## What you should do
Copy the listing below line for line, leaving out the pictures and changing nothing else.

## Information provided
-----

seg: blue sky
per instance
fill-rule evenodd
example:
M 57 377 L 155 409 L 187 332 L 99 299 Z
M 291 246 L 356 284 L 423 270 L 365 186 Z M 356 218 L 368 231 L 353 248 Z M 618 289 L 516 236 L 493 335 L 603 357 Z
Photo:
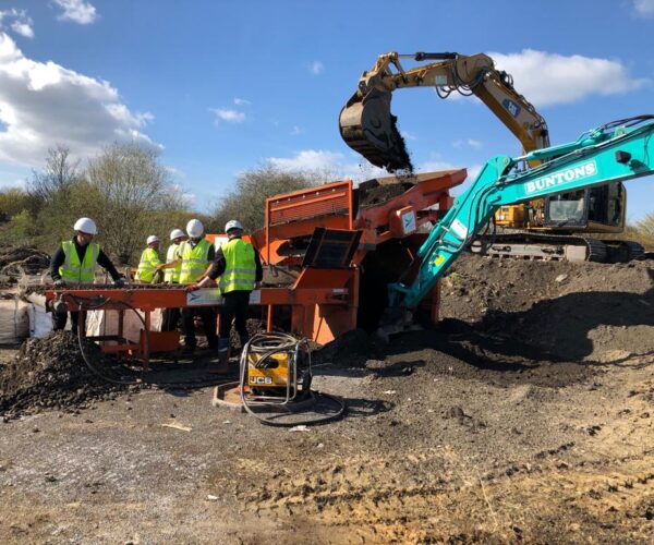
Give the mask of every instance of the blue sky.
M 87 158 L 117 140 L 160 148 L 199 209 L 264 161 L 365 179 L 338 116 L 387 51 L 492 55 L 567 142 L 654 113 L 653 50 L 654 0 L 0 0 L 0 186 L 56 144 Z M 473 97 L 407 89 L 392 110 L 421 170 L 520 154 Z M 631 220 L 653 182 L 628 183 Z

-----

## Completed exercise
seg: blue sky
per instance
fill-rule evenodd
example:
M 57 377 L 155 409 L 187 332 L 99 299 Z
M 291 246 L 356 284 L 423 270 L 365 186 Z M 356 218 L 368 231 L 353 248 Z M 618 289 L 516 236 L 493 335 L 603 357 Z
Photo:
Give the mask of every instance of the blue sky.
M 87 158 L 117 140 L 160 148 L 199 209 L 264 161 L 365 179 L 338 116 L 387 51 L 492 55 L 567 142 L 654 113 L 653 50 L 654 0 L 0 0 L 0 186 L 56 144 Z M 473 97 L 407 89 L 392 110 L 421 170 L 520 154 Z M 631 220 L 653 182 L 628 183 Z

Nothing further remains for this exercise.